With all pictures excluded, restate the records that follow exactly as written.

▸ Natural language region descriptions
..............................

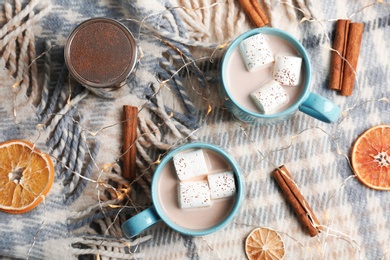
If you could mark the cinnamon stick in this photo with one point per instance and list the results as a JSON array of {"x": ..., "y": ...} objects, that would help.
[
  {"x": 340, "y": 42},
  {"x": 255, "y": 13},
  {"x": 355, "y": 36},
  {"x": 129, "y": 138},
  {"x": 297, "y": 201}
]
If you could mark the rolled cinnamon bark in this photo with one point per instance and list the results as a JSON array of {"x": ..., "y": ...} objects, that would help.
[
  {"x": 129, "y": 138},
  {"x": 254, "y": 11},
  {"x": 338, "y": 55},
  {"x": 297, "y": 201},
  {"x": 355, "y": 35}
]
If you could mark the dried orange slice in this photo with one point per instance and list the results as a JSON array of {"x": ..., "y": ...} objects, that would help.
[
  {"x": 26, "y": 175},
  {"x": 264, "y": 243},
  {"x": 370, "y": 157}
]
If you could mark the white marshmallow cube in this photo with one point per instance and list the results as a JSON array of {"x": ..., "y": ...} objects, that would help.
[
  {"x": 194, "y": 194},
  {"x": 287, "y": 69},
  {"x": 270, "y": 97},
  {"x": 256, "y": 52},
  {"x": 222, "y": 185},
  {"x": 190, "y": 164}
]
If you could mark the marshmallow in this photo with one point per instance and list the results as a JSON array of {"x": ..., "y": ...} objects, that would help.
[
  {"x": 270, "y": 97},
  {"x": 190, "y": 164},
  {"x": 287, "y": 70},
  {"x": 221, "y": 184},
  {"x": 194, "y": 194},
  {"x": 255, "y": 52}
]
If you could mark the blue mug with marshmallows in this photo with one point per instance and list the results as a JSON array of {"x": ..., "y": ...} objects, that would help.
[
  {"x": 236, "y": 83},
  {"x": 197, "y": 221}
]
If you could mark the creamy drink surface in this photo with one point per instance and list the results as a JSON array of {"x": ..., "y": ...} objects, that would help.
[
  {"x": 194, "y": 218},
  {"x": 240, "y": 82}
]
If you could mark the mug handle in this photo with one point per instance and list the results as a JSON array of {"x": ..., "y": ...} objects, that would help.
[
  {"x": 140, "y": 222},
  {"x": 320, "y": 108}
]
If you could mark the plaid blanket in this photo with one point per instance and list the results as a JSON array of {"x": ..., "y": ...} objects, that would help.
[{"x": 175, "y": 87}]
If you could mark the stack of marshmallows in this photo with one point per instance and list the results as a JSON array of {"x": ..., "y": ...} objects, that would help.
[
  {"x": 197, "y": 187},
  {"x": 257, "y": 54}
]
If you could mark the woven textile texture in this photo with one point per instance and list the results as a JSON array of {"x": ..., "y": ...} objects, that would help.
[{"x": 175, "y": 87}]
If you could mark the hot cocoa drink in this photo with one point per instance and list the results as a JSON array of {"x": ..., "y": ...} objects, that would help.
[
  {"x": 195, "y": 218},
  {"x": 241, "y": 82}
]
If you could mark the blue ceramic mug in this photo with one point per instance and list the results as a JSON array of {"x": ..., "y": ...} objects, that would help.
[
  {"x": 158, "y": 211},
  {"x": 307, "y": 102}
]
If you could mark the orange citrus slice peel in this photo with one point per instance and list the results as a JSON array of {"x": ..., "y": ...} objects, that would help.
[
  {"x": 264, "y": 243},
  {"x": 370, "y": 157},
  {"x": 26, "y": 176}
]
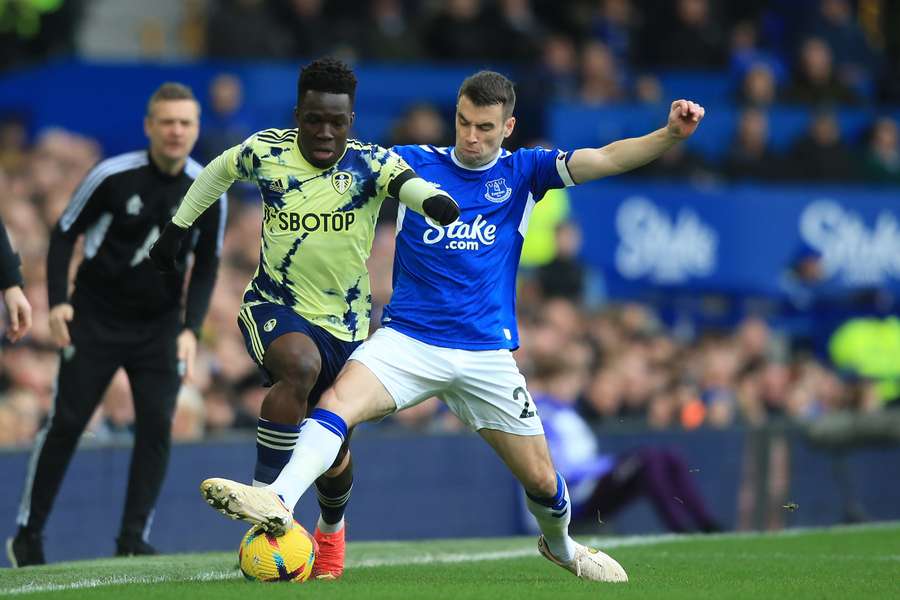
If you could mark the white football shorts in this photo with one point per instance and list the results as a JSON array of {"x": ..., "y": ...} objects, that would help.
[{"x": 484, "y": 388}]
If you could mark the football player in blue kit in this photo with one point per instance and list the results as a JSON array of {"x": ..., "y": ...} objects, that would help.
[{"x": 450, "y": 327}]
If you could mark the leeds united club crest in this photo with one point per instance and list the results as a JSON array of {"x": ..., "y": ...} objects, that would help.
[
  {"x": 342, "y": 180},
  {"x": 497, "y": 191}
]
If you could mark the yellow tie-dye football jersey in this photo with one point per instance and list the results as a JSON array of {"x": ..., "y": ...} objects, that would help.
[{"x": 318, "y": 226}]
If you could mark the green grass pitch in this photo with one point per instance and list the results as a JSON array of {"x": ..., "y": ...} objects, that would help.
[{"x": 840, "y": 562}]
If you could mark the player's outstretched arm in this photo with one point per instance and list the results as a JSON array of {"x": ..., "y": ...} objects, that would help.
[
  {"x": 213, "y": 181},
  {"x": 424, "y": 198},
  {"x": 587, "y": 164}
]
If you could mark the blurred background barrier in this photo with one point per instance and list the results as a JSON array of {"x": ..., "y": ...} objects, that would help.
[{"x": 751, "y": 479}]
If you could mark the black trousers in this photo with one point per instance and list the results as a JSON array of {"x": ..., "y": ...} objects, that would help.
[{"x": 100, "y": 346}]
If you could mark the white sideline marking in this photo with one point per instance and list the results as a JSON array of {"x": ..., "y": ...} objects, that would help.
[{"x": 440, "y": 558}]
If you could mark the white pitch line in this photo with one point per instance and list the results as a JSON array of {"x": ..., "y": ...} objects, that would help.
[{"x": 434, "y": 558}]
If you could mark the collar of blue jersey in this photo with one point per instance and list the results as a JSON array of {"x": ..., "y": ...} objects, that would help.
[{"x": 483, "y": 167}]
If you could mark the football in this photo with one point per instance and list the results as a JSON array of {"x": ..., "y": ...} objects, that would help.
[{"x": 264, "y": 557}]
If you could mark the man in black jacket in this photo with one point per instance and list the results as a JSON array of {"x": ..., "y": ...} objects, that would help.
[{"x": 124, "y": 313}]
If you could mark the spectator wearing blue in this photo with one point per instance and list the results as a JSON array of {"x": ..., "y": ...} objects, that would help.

..............................

▸ REPLY TO THE TASK
If you could mark the cinnamon stick in this photo with one point per instance and list the results as a JSON array of {"x": ..., "y": ...} objects, that would help.
[
  {"x": 340, "y": 42},
  {"x": 255, "y": 13},
  {"x": 355, "y": 36},
  {"x": 129, "y": 138},
  {"x": 297, "y": 201}
]
If you could mark the rolled cinnamon bark in this photo with one point per instance and list the results as a JSON array of {"x": ..., "y": ...} objects, that would help.
[
  {"x": 129, "y": 138},
  {"x": 254, "y": 11},
  {"x": 338, "y": 55},
  {"x": 297, "y": 201},
  {"x": 355, "y": 35}
]
If you could mark the dried orange slice in this photo with one point per instance and list the results as a JSON array of {"x": ..., "y": ...} objects, that would help.
[
  {"x": 26, "y": 175},
  {"x": 264, "y": 243},
  {"x": 370, "y": 157}
]
If you could mark the white marshmallow cube in this photo with one point per instance and list the results as a JSON array of {"x": ..., "y": ...} objects, that would help.
[
  {"x": 194, "y": 194},
  {"x": 287, "y": 69},
  {"x": 270, "y": 97},
  {"x": 256, "y": 52},
  {"x": 222, "y": 185},
  {"x": 190, "y": 164}
]
If you could mark the marshmallow in this photo with one point per instance and list the results as a JSON array of {"x": ..., "y": ...} objects, that would help.
[
  {"x": 270, "y": 97},
  {"x": 190, "y": 164},
  {"x": 287, "y": 70},
  {"x": 221, "y": 184},
  {"x": 194, "y": 194},
  {"x": 255, "y": 52}
]
If you could mark the blue mug with marshmallows in this photo with one point per instance and list the results as a JSON array of {"x": ..., "y": ...} objects, that would help.
[
  {"x": 236, "y": 83},
  {"x": 197, "y": 221}
]
If you could mark the creamy drink surface in this photo with one point per instance and list the results as a JSON array of {"x": ..., "y": ...} objects, that would help.
[
  {"x": 194, "y": 218},
  {"x": 240, "y": 82}
]
If you could mark the mug handle in this photo with one point per instance and list the results as a JSON array of {"x": ..., "y": ...} objects, that would help.
[
  {"x": 140, "y": 222},
  {"x": 320, "y": 108}
]
If you could mark the plaid blanket in this photo with one point per instance and list the results as a JSON array of {"x": ..., "y": ...} objects, that would help.
[{"x": 175, "y": 87}]
If you could mark the stack of marshmallows in this photo with one point per instance and list the results as a JSON array of {"x": ..., "y": ...} objects, that would help.
[
  {"x": 197, "y": 187},
  {"x": 257, "y": 54}
]
If you could mark the woven textile texture in this photo with one point per instance and list the results as a JSON array of {"x": ..., "y": ...} objects, that would help.
[{"x": 175, "y": 87}]
If you could mark the hot cocoa drink in this photo with one point per instance and list the results as a JSON array of {"x": ..., "y": ...} objects, that would help.
[
  {"x": 195, "y": 218},
  {"x": 241, "y": 82}
]
If you could mark the blue ceramic mug in this photo with one point per instance and list the results as a JSON array of {"x": ..., "y": ...} objects, that would help.
[
  {"x": 158, "y": 211},
  {"x": 307, "y": 102}
]
If you could mark the orange citrus slice peel in this photo with one point per instance and list the results as a JSON array of {"x": ..., "y": ...} objects, that would help.
[
  {"x": 264, "y": 243},
  {"x": 370, "y": 157},
  {"x": 26, "y": 176}
]
If you could mark the white football shorts in this photo with one point per instance and list the results as a JSON array of {"x": ..., "y": ...} objects, that would help.
[{"x": 484, "y": 388}]
If you could mark the football player in blue kit in this photo with one point per instance and list the results as a JSON array of {"x": ..., "y": ...} objects, that would help.
[{"x": 450, "y": 327}]
If you could mark the leeds united club crest in this photo with one point per instance and list the results as a JSON array of {"x": ..., "y": ...} objects, that would help.
[
  {"x": 342, "y": 180},
  {"x": 497, "y": 191}
]
If you could mark the yellow tie-dye football jersey in this photo with one point per instance and list the results as a JSON array of {"x": ..., "y": ...} objects, that would help.
[{"x": 318, "y": 226}]
If you could mark the green grass pitch in this photo with one point per instance and list the results as a JSON array of {"x": ..., "y": ...} objects, that would help.
[{"x": 840, "y": 562}]
If you could mark the player's outstretched arm in this photo with one point per instance and list the results as a JSON array of {"x": ..., "y": ...} objects, that would help.
[
  {"x": 213, "y": 181},
  {"x": 424, "y": 198},
  {"x": 587, "y": 164}
]
If you could mark the blurred background barrier in this photo with one point per instance and list the results as a JSON array of {"x": ..., "y": ...} objects, that would help.
[{"x": 751, "y": 479}]
If you could mark the black trousers in this photo with one point per instance and list the results as a JSON array of {"x": ..., "y": ...} objects, that would help.
[{"x": 100, "y": 346}]
If you could mark the white sideline marking in this photo with one point per instance and list the results as a JSON array of {"x": ..., "y": ...} objects, that would help.
[{"x": 440, "y": 558}]
If you could mark the white pitch line in this photo with one point per instance and list the results as a JSON array of {"x": ..., "y": ...} objects, that would help.
[{"x": 434, "y": 558}]
If you could mark the collar of blue jersey in this photo with one point per instance and list the results as a JSON array of {"x": ..., "y": ...} objects, that would help.
[{"x": 483, "y": 167}]
If you could mark the football in this photo with one point per instance and list the results as a JSON array of {"x": ..., "y": ...} objects, that would help.
[{"x": 264, "y": 557}]
If you could mark the man in black jacket in this photo with one point per instance and list the results as a JSON array of {"x": ..., "y": ...} objects, that would help.
[{"x": 124, "y": 313}]
If you could mark the spectator wearing blue in this photo with one point per instance and list the results as a JSON array of {"x": ..., "y": ...} objects, that would help.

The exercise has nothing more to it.